:: INPUT FOR THIS TASK ::
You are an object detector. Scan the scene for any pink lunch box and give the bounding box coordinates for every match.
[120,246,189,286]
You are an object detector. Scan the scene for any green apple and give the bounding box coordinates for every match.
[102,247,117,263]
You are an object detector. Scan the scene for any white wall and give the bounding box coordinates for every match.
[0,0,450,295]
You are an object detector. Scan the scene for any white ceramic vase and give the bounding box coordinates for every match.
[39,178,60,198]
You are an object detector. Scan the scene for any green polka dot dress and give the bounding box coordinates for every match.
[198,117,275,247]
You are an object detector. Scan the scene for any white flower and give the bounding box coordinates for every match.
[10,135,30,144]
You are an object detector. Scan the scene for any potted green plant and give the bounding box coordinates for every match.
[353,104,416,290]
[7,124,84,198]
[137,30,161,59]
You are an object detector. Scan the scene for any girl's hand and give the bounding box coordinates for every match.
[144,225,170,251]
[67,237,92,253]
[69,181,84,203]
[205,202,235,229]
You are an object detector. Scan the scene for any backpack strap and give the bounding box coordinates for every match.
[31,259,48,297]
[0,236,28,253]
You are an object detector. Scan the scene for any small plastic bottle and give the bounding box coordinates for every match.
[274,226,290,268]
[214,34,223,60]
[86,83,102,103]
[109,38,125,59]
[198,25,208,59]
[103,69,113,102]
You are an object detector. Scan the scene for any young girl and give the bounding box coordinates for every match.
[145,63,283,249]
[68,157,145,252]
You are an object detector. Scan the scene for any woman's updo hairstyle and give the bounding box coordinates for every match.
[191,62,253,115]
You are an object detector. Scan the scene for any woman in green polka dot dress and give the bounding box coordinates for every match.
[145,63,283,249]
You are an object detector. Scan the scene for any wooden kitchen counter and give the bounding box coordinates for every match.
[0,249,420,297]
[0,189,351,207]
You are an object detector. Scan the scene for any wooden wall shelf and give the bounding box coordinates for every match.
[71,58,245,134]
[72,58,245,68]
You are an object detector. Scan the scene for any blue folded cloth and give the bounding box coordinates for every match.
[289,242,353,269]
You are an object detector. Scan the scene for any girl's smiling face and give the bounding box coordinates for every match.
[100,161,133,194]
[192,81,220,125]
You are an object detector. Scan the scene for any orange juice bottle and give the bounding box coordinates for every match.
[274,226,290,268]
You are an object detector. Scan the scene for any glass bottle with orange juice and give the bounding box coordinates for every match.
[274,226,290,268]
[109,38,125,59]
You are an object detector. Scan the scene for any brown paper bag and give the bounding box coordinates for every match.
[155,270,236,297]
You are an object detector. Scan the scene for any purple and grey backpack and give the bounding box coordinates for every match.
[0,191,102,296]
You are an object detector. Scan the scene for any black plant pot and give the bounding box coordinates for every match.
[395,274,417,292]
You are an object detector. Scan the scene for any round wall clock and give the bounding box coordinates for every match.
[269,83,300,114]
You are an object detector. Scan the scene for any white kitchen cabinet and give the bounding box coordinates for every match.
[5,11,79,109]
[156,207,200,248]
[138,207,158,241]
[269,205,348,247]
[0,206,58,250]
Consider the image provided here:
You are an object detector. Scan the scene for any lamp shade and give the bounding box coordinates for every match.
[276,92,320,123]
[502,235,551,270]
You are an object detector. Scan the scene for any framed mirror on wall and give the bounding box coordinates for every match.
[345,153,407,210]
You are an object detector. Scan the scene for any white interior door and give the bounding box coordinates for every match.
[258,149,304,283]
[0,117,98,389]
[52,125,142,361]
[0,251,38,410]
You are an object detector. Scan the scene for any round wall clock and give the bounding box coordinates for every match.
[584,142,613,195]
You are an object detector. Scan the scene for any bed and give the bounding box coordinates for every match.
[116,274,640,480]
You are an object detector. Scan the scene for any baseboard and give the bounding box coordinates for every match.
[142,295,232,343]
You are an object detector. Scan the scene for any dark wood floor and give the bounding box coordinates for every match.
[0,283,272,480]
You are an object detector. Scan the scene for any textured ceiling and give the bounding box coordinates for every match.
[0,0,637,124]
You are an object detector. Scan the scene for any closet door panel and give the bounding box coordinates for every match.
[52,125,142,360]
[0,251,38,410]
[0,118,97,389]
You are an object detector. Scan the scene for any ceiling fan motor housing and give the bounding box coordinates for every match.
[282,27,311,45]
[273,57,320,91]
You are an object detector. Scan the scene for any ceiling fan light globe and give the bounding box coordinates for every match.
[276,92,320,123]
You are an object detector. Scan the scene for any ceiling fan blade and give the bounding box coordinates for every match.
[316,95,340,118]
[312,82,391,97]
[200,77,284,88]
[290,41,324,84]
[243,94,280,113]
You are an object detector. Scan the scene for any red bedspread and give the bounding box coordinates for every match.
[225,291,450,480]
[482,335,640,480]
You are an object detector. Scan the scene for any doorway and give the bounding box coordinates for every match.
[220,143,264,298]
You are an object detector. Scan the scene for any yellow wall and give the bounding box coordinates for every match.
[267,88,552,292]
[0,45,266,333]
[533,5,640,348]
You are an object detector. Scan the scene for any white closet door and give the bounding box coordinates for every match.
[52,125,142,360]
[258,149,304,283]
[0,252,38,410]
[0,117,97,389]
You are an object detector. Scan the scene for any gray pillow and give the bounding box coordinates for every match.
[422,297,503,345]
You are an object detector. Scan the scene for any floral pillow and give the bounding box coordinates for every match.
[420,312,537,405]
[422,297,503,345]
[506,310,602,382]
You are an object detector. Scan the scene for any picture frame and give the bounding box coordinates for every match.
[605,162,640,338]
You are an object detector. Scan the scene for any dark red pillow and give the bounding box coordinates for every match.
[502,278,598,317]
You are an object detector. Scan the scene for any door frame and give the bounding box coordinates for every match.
:::
§ WHAT TO PRODUCE
Find each line in the items above that contains the string "polka", matching case exactly, and copy every such line in full.

§ THE ANSWER
You are an object detector. Scan the scene for any green polka dot dress and give the bounding box coordinates for every match.
You are an object detector. Scan the scene for any woman in green polka dot dress and give the bounding box coordinates for every match.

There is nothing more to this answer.